◆ WHAT IS EXPECTED
Copy all of the records below word for word, omitting the pictures.

Data extracted from a collection
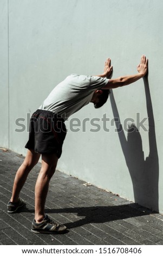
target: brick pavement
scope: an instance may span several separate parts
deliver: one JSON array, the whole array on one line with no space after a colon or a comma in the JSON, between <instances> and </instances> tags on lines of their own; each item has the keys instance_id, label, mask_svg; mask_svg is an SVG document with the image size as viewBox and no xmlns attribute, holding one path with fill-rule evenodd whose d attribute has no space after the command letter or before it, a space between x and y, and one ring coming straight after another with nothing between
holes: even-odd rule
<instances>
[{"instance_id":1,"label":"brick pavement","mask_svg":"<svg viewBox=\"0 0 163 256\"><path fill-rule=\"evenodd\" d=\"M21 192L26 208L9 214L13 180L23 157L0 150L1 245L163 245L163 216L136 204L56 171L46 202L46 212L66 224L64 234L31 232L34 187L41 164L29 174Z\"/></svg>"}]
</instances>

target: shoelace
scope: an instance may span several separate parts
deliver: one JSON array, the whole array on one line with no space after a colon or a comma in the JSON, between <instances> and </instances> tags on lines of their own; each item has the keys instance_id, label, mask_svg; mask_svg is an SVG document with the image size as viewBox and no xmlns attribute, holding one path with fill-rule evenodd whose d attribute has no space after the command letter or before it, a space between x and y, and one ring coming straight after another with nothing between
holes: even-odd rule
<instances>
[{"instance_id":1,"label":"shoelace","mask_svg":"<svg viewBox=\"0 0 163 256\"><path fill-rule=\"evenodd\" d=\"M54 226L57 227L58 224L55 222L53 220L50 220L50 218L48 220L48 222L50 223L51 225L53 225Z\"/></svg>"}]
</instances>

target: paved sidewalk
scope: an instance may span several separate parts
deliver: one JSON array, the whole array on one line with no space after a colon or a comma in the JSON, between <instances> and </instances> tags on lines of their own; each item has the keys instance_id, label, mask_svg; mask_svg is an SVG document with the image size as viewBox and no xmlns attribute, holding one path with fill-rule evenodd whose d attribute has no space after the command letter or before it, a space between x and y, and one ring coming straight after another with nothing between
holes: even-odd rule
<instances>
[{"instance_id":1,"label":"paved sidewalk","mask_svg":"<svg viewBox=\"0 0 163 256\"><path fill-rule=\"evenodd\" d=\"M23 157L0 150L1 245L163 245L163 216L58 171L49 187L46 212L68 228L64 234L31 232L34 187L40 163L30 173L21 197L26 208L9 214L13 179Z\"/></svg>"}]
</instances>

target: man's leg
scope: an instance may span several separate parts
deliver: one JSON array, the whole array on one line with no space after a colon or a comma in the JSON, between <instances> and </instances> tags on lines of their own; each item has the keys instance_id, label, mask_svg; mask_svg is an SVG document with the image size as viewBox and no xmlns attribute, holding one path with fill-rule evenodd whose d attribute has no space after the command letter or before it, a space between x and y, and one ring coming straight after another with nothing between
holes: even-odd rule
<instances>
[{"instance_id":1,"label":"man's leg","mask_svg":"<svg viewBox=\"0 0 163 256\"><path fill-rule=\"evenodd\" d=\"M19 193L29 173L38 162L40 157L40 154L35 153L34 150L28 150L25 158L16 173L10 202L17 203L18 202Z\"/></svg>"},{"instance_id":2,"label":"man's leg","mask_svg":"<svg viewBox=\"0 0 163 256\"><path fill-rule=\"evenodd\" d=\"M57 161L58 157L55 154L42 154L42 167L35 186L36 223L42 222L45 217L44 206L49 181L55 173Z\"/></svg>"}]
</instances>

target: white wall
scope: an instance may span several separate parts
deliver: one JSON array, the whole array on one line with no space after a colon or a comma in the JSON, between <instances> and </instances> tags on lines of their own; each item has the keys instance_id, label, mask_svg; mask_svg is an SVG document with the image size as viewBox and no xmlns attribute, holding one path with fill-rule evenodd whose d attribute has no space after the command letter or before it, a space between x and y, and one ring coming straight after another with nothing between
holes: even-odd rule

◆ OUTPUT FOR THIS EXERCISE
target: brick pavement
scope: an instance may span several separate parts
deliver: one JSON array, the whole array on one line with no space after a colon or a comma in the JSON, between <instances> and </instances> tags on lines of their own; each item has the keys instance_id, label, mask_svg; mask_svg is an SVG document with the image size as viewBox and no xmlns attribute, holding one path with fill-rule evenodd whose d attribute has no space after the command letter or before it, a space between x and y, and one ring coming straight after another with nothing between
holes: even-odd rule
<instances>
[{"instance_id":1,"label":"brick pavement","mask_svg":"<svg viewBox=\"0 0 163 256\"><path fill-rule=\"evenodd\" d=\"M21 192L26 208L9 214L13 180L23 157L0 150L1 245L163 245L163 216L136 204L56 171L46 202L46 212L66 224L64 234L31 232L34 187L41 164L29 174Z\"/></svg>"}]
</instances>

target: shoelace
scope: an instance may span several separate parts
deliver: one JSON array, the whole array on one line with no space after a colon or a comma in the JSON, between <instances> and </instances> tags on lines of their own; each item has the keys instance_id, label, mask_svg; mask_svg is an SVG document with the image size as viewBox and no xmlns attribute, holding one path with fill-rule evenodd whose d attribute has no space after the command letter or before it, a space between x and y, and one ring coming straight after another with nothing between
holes: even-odd rule
<instances>
[{"instance_id":1,"label":"shoelace","mask_svg":"<svg viewBox=\"0 0 163 256\"><path fill-rule=\"evenodd\" d=\"M54 226L57 227L58 224L55 222L53 220L50 220L50 218L48 220L48 222L50 223L51 225L53 225Z\"/></svg>"}]
</instances>

target: paved sidewalk
scope: an instance may span several separate parts
deliver: one JSON array, the whole array on one line with no space after a colon or a comma in the JSON, between <instances> and </instances> tags on lines of their own; each item has the keys instance_id, label, mask_svg; mask_svg is an SVG document with the image size as viewBox and no xmlns attribute, holding one path with fill-rule evenodd whose d attribute has no space after the command letter or before it, a space between x and y, and one ring coming straight after another with nothing between
holes: even-odd rule
<instances>
[{"instance_id":1,"label":"paved sidewalk","mask_svg":"<svg viewBox=\"0 0 163 256\"><path fill-rule=\"evenodd\" d=\"M23 157L0 150L1 245L163 245L163 216L58 171L49 187L46 212L68 228L64 234L31 232L34 187L40 163L30 173L21 197L26 208L9 214L13 179Z\"/></svg>"}]
</instances>

target: man's leg
scope: an instance may span several separate parts
deliver: one JSON array, the whole array on one line with no space after a colon or a comma in the JSON, between <instances> and </instances> tags on lines of their own; each item has the keys instance_id, label, mask_svg; mask_svg is an SVG document with the image size as viewBox and no xmlns attribute, holding one path with fill-rule evenodd whose d attribute has no space after the command letter or before it, a space between x and y, and one ring coming straight after another with nothing between
holes: even-odd rule
<instances>
[{"instance_id":1,"label":"man's leg","mask_svg":"<svg viewBox=\"0 0 163 256\"><path fill-rule=\"evenodd\" d=\"M19 193L29 173L38 162L40 157L40 154L35 153L34 150L28 150L25 158L16 173L10 202L17 203L18 202Z\"/></svg>"},{"instance_id":2,"label":"man's leg","mask_svg":"<svg viewBox=\"0 0 163 256\"><path fill-rule=\"evenodd\" d=\"M57 161L58 157L55 154L42 154L42 167L35 186L36 223L42 222L45 217L44 206L49 181L55 173Z\"/></svg>"}]
</instances>

target: white wall
scope: an instance may span several separate parts
deliver: one JSON array, the whole array on one line with no space after a colon or a comma in the JSON, between <instances> and </instances> tags on lines of their own; each item has the keys instance_id, label, mask_svg; mask_svg is an SVG document with the image size as viewBox and no xmlns attribute, holding one path with fill-rule evenodd whose d attribute has no space after the command letter or before it, a space between x and y, and one ring coming straight after another with nothing between
holes: even-odd rule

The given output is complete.